§ **文档节选**
########################################

与物理连线不同,Verilog中的连线(或者信号)具有方向性。这意味着信息只向一个方向传输,从源端口流向接收端口(源也经常被成为将值驱动到线路上的驱动程序)。在Verilog的”连续赋值“中(assign left_side = right_side),右侧信号的值会被赋值到左侧信号的wire上。赋值是”连续的“,因为赋值一直在发生,只要右侧的值改变左侧是值也会立即改变。持续赋值不是一个时间的事件。

The ports on a module also have a direction (usually input or output). An input port is driven by something from outside the module, while an output port drives something outside. When viewed from inside the module, an input port is a driver or source, while an output port is a sink.

模块上的端口也有方向性(通常为输入端或输出端)。输入端口驱通过模块外部驱动,输出端口驱动其他模块。从模块内部看,输入端口是驱动信号或者源,而输出端口是接收端口

The diagram below illustrates how each part of the circuit corresponds to each bit of Verilog code. The module and port declarations create the black portions of the circuit. Your task is to create a wire (in green) by adding an assign statement to connect in to out. The parts outside the box are not your concern, but you should know that your circuit is tested by connecting signals from our test harness to the ports on your top_module.

########################################

(一组数据)
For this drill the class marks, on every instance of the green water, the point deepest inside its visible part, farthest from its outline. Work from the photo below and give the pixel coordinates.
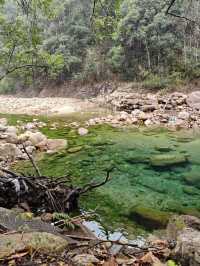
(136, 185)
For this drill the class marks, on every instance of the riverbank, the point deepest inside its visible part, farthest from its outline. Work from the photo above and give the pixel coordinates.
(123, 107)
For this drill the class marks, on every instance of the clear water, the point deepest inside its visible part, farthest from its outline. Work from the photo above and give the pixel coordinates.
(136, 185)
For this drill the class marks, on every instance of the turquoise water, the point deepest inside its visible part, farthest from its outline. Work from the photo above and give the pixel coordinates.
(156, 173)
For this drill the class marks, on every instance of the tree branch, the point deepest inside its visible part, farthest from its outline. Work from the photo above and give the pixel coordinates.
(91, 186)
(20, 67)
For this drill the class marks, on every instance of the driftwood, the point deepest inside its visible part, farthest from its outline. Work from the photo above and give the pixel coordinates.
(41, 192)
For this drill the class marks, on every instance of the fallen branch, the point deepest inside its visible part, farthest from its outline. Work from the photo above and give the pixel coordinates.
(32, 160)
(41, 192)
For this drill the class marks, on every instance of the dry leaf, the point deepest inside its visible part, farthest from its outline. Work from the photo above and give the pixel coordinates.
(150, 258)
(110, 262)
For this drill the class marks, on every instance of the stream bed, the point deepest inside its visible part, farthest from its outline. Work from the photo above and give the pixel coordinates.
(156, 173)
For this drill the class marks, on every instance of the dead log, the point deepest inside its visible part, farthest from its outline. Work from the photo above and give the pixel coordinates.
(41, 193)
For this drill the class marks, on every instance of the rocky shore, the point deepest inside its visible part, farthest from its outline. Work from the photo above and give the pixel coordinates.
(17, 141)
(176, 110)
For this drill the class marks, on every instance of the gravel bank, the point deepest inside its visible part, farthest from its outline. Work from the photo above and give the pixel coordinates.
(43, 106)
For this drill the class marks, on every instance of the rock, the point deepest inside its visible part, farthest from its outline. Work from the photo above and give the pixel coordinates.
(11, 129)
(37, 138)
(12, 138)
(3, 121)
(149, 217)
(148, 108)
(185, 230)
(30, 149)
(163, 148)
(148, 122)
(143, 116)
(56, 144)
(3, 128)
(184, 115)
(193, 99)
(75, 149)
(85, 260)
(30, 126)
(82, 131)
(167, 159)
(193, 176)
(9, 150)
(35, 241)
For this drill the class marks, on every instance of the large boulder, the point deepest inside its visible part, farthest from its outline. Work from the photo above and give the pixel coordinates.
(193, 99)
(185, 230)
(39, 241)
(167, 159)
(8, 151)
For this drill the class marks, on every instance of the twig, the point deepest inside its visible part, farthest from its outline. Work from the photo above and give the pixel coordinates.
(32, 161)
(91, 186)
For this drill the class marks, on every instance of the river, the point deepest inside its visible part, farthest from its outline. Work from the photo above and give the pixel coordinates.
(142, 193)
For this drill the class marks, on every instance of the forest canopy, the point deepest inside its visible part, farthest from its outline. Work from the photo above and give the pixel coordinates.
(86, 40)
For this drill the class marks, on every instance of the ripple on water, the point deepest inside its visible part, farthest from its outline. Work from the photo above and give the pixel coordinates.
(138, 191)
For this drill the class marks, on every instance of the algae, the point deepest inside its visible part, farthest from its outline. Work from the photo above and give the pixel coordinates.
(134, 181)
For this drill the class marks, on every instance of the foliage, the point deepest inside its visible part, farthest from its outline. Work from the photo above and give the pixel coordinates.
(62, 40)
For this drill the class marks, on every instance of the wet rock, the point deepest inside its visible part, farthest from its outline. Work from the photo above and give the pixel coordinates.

########################################

§ **任务说明**
1. 在这段关于Verilog连线的文字里,从模块内部看,输出端口算是什么?
2. 请接着这段关于Verilog连线的文字往下写,从最后一句之后开始。

§ **依次作答**
1. 从模块内部看,输出端口是接收端口。

2.
下图说明了电路的每个部分如何对应于Verilog代码的每个比特位。模块和端口声明创建了电路图中的黑色部分。您的任务是通过添加一个assign语句来连接输入in和输出out。黑色方框外部的部分不是你所关心的内容,单你应该知道,你的电路时通过将我们的测试线束的信号连接到top_module上的端口来进行测试的。

In addition to continuous assignments, Verilog has three other assignment types that are used in procedural blocks, two of which are synthesizable. We won't be using them until we start using procedural blocks.

除了连续赋值,Verilog还有三种其他的用于程序块的赋值类型,其中两种是可综合的。我们在开始使用程序块之前,先不使用他们。

1.1.2 Four wires

Create a module with 3 inputs and 4 outputs that behaves like wires that makes these connections:

创建一个具有3输入4输出的模块,该模块功能实现下述线网连接:

a -> w
b -> x
b -> y
c -> z

The diagram below illustrates how each part of the circuit corresponds to each bit of Verilog code. From outside the module, there are three input ports and four output ports.

下图说明电路的每个部分对应Verilog的每个比特位。从模块外部看,有3个输入端口和4个输出端口。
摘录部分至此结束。